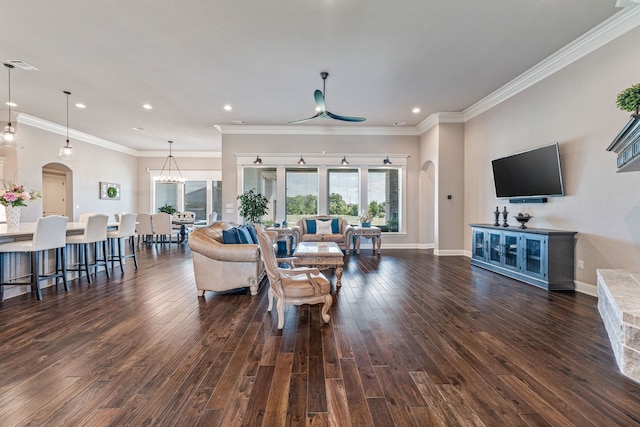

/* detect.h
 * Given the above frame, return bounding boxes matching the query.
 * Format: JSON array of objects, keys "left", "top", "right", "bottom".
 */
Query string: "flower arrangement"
[
  {"left": 359, "top": 211, "right": 371, "bottom": 222},
  {"left": 0, "top": 181, "right": 42, "bottom": 206}
]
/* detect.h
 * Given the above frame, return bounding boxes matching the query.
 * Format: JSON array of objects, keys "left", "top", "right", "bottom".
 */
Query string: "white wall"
[
  {"left": 462, "top": 28, "right": 640, "bottom": 285},
  {"left": 14, "top": 124, "right": 137, "bottom": 222}
]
══════════════════════════════
■ **REQUIREMENT**
Copy the material above verbatim, character for character, but omit the picture.

■ **TASK ANSWER**
/* detect.h
 * Given the above frame, return bounding boxes matching the query.
 * Format: JSON array of objects, keys "left", "top", "right", "bottom".
 */
Query string: "flower arrangement"
[
  {"left": 359, "top": 211, "right": 371, "bottom": 222},
  {"left": 0, "top": 181, "right": 42, "bottom": 206}
]
/* detect.h
 * Given the above frame, return bounding boxes matching the query.
 * Format: JSON array of objects, keys "left", "top", "right", "bottom".
 */
Query string: "white wall"
[
  {"left": 462, "top": 28, "right": 640, "bottom": 285},
  {"left": 14, "top": 124, "right": 137, "bottom": 222}
]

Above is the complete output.